Task item: Say how many lines in the material below hold the word "return", and say nothing else.

§

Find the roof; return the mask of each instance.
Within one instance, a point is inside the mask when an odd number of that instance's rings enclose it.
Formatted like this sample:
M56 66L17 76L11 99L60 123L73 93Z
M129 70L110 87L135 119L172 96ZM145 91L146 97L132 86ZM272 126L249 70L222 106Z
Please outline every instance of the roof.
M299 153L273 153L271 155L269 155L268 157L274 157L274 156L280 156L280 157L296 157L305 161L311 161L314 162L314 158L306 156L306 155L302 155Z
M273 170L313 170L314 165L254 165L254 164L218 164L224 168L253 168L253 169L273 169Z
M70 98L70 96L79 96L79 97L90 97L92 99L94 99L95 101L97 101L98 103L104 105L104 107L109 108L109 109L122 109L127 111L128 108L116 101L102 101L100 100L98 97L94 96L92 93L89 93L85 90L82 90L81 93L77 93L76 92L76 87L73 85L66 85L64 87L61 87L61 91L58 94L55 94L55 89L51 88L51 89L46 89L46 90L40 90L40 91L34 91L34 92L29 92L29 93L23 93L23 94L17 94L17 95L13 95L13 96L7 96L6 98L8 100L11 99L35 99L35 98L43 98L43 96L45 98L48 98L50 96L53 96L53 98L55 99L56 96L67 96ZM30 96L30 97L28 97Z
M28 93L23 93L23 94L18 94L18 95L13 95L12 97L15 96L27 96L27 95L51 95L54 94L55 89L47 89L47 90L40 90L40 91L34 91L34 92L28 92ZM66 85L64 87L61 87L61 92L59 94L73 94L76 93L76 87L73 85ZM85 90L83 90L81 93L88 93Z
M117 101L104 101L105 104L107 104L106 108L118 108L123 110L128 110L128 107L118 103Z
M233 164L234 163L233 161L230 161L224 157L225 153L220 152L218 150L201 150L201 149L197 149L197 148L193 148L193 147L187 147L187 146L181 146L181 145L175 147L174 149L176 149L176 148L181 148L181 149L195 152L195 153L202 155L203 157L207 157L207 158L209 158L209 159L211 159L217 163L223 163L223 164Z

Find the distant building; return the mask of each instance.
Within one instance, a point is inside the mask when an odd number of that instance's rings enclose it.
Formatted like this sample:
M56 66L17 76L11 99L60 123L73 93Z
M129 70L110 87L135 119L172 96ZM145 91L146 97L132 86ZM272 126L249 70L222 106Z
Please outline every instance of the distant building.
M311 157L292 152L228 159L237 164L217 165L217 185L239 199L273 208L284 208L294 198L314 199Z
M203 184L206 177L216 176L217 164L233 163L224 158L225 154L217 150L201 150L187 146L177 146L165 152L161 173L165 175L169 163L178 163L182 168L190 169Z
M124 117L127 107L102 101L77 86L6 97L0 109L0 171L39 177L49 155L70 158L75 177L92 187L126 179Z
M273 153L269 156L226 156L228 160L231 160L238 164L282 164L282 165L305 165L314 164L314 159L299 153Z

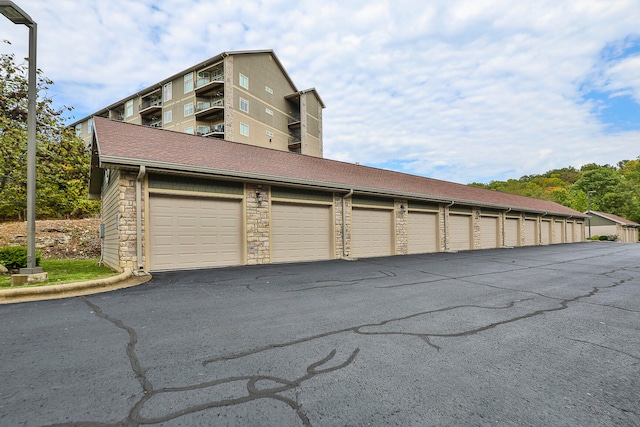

§

Solution to this task: 2